> BLOQUE DE TEXTO:
Algunas mujeres duras en la literatura
Quizá, con este título, habrá lectores que imaginarán que vamos a hablar de literatura sobre la cotidianidad femenina, el pensamiento de las mujeres y sus problemáticas, con personajes que ahonden en la condición del género. Y, si bien es cierto que es así —al menos en cierta medida—, deberíamos discernir exactamente de qué trata esa supuesta cotidianidad, pensamiento, problemáticas o condición de ser mujer.
Entre mis últimas lecturas he disfrutado sumergiéndome en dos novelas publicadas por La Biblioteca de Carfax. La primera es Acércate, de Sara Gran, que tal como dice Mariana Enríquez, tan acertada en su prólogo, rompe con esa idea de la mujer que ha de ser salvada por el hombre, con la historia de posesiones narrada por un exorcista masculino.
Sí, estamos ante una historia de mujer poseída, o eso pensamos y cree la protagonista, porque así puede ser. Pero ese no es el punto más importante, sino las pasiones y anhelos de la protagonista, las cadenas que caen y liberan algo que preexistía, la locura y el horror contados desde el punto de vista de quién lo padece, sin victimismos, con toda la visceralidad de la que sólo una mujer es capaz.
Así pues se trata de la narración de una posesión, desde los instantes previos a los sucesos como tal, hasta las últimas consecuencias, jugando con flashbacks y toda la parafernalia demoníaca —desde los golpecitos en las paredes a los lapsus y apariciones—, pero lo leeremos desde la voz de su protagonista, es decir, de la poseída, sin filtros externos.
La segunda es Crímenes reales, de Samantha Kilesnik, un libro cruel que te desangra página a página, donde es difícil empatizar con los personajes y a la vez sufres por ellos de una manera cruda, animal. Quieres venganza y al mismo tiempo que paren. Buscas su redención, pero no puedes dejar de ver los gusanos que se deslizan bajo su piel. Una historia narrada desde la voz de una niña que nunca lo ha sido, sobre cómo los demás pueden generar el horror futuro a través del dolor presente.
Aquí, la autora mastica y escupe los arquetipos de la madre y de la doncella, destruye por completo la imagen hogareña y protectora, y juega con el pensamiento retorcido del lector. Es una historia de supervivencia, pero también de lo que queda en el hipotético caso de seguir con vida después de que el horror te alcance, de lo que surge en ese proceso, de la feminidad como monstruo que devora lo que lo rodea, que engendra y mutila otras bestias.

(Registros de anotación de posiciones)
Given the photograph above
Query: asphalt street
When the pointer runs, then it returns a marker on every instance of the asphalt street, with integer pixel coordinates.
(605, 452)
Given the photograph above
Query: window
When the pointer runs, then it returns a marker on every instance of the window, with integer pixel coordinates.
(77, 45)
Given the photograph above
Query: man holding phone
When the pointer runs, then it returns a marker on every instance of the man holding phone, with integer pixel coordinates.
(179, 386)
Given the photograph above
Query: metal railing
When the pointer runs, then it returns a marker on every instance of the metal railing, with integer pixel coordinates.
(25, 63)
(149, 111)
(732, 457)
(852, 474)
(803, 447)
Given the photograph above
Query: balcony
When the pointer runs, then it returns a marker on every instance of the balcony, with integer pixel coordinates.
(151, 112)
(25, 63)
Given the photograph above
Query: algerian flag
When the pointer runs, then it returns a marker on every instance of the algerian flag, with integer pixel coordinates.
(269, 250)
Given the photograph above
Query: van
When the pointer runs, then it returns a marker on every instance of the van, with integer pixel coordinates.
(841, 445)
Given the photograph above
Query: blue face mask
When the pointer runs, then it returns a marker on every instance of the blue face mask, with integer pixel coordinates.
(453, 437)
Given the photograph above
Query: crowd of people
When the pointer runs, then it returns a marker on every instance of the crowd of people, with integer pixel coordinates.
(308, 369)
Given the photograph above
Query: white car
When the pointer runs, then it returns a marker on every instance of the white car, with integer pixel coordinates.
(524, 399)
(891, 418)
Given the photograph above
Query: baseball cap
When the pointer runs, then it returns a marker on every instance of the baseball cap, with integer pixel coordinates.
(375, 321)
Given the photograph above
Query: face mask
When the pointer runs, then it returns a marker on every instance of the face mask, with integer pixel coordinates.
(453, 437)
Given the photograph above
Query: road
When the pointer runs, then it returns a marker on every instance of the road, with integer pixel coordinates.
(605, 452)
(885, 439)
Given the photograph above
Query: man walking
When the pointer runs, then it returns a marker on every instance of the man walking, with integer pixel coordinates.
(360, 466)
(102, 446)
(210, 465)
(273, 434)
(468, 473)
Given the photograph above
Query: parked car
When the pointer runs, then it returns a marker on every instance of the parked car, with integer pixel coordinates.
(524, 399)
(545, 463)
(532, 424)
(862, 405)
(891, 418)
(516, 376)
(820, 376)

> SERIE DE EJERCICIOS:
1. Enumera todas las personas que se mencionan por su nombre en el texto sobre mujeres duras en la literatura.
2. Localiza en los registros cada línea que contenga la palabra "crowd" y cópiala.

> RESPUESTAS POR TAREA:
1. Sara Gran, Mariana Enríquez y Samantha Kilesnik.

2.
Query: crowd of people
When the pointer runs, then it returns a marker on every instance of the crowd of people, with integer pixel coordinates.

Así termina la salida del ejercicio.